To do —
Please rewrite everything from the line containing "Point out the horse-drawn" down to the last line, keeping all text the same but raising each x and y coordinate by 131.

* BEGIN Records for the task *

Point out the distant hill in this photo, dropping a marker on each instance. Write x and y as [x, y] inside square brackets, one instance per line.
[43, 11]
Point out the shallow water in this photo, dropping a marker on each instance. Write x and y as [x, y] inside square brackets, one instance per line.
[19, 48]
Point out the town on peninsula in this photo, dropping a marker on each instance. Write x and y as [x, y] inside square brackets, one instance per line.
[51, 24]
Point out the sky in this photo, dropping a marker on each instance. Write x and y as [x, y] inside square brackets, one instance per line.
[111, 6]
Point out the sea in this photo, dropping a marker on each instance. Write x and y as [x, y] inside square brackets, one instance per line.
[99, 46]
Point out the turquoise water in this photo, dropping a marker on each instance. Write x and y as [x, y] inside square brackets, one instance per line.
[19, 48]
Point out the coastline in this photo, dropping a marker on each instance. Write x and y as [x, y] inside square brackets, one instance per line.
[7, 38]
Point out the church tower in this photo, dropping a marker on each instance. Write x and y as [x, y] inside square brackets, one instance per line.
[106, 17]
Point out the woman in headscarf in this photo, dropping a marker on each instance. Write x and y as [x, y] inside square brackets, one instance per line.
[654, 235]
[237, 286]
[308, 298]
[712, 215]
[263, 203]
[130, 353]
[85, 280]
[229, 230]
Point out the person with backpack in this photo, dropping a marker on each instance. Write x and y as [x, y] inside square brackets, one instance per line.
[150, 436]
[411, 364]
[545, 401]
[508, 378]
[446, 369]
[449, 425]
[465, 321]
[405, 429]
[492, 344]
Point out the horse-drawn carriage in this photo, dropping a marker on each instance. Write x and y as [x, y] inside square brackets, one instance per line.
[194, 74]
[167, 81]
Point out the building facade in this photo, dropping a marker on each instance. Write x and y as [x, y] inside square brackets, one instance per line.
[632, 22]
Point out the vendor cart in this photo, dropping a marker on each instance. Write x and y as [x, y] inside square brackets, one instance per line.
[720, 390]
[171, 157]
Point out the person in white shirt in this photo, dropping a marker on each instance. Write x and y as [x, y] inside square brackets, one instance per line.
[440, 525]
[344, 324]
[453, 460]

* END Records for the task *

Output below —
Point out the horse-drawn carriage in this photo, dropping a marker on each instance. Write x and y as [x, y] inside square brackets, one instance per line.
[325, 205]
[298, 212]
Point out the building facade in this photo, dropping a marker on each instance. Write x and y as [x, y] inside square brackets, one instance per line.
[763, 153]
Point out the vendor cart in this photo, dropping a marker on each instance. Write x and y as [x, y] inside square brackets, one instance per line.
[851, 521]
[302, 288]
Point out the person in white shirt in this photo, dropping a marker on each instance. Write x and y as [x, y] inside square brackets, one instance per line.
[571, 656]
[475, 455]
[584, 591]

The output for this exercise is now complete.